● EXERCISE: Format everything from the line containing "of the snow" down to the end of the records below as a numbered list, leaving out any blank lines and including both ends.

──────── GIVEN DATA

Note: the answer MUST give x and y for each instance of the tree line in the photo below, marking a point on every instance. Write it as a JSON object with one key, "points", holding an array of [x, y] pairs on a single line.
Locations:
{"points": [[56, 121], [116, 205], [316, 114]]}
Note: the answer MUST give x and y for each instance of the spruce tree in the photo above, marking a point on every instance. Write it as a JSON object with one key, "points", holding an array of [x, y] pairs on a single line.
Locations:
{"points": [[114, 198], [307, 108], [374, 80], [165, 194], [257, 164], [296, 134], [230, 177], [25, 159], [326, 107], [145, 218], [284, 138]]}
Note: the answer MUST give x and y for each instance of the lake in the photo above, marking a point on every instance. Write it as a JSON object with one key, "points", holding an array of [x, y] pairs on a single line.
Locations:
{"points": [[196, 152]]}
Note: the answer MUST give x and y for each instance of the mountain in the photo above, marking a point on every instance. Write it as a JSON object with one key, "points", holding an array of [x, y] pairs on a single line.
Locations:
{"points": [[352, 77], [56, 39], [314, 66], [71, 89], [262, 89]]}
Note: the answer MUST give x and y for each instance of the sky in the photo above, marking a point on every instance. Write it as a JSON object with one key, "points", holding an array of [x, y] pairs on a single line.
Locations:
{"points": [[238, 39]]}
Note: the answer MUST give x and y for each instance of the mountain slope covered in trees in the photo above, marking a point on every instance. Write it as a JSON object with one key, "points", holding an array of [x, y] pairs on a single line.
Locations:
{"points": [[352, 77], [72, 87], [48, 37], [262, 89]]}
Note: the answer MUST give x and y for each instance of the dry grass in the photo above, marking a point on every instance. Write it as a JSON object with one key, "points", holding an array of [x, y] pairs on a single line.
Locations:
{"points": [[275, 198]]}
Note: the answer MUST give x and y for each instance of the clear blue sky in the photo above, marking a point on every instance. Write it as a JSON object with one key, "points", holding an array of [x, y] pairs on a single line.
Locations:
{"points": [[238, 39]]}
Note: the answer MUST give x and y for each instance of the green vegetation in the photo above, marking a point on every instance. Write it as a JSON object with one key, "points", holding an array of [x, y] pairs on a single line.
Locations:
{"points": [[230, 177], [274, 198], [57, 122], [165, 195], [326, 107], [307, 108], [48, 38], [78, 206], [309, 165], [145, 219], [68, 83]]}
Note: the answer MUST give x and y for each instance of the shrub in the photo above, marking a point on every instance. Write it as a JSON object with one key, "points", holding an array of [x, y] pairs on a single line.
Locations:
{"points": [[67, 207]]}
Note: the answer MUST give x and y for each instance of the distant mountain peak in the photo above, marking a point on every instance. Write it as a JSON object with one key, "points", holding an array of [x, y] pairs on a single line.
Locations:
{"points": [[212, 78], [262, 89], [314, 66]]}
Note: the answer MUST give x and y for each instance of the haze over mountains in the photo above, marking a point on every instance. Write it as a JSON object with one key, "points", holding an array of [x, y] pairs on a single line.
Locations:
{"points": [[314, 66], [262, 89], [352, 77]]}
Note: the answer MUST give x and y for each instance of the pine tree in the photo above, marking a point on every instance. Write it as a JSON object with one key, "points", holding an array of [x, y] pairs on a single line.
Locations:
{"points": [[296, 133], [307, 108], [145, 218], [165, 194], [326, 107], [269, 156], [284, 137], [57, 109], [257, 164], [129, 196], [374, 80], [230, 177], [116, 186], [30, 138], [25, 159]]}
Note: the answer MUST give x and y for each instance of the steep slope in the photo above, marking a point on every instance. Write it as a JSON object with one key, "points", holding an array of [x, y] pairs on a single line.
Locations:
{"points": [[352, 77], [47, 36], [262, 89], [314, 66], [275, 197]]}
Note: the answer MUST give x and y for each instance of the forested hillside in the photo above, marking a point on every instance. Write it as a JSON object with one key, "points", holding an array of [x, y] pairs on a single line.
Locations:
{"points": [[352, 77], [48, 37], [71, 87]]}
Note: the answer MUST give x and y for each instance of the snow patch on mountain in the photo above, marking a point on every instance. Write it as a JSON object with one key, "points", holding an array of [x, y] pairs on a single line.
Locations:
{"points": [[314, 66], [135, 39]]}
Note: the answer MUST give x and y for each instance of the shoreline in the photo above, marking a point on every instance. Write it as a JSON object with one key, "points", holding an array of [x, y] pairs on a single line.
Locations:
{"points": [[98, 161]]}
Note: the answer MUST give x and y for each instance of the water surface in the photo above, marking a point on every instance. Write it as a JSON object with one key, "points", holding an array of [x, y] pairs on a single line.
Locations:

────────────────

● WRITTEN ANSWER:
1. Note: the answer MUST give x and y for each instance of the snow patch on mountain in the photo above, marking a point on every instance. Write it as a JSON object with one key, "points", holding an array of [x, y] pairs on a single line.
2. Locations:
3. {"points": [[314, 66], [135, 39]]}
4. Note: the answer MUST give x and y for each instance of the shoreline in the photo above, marking a point on every instance. Write it as a JSON object with one key, "points", holding an array of [x, y] pairs on a single line.
5. Locations:
6. {"points": [[98, 161]]}
7. Note: the answer MUST give x and y for each instance of the water surface in the photo above, marking a point on every instance. Write it as a JSON object with one key, "points", holding an array of [x, y] pairs on a single line.
8. Locations:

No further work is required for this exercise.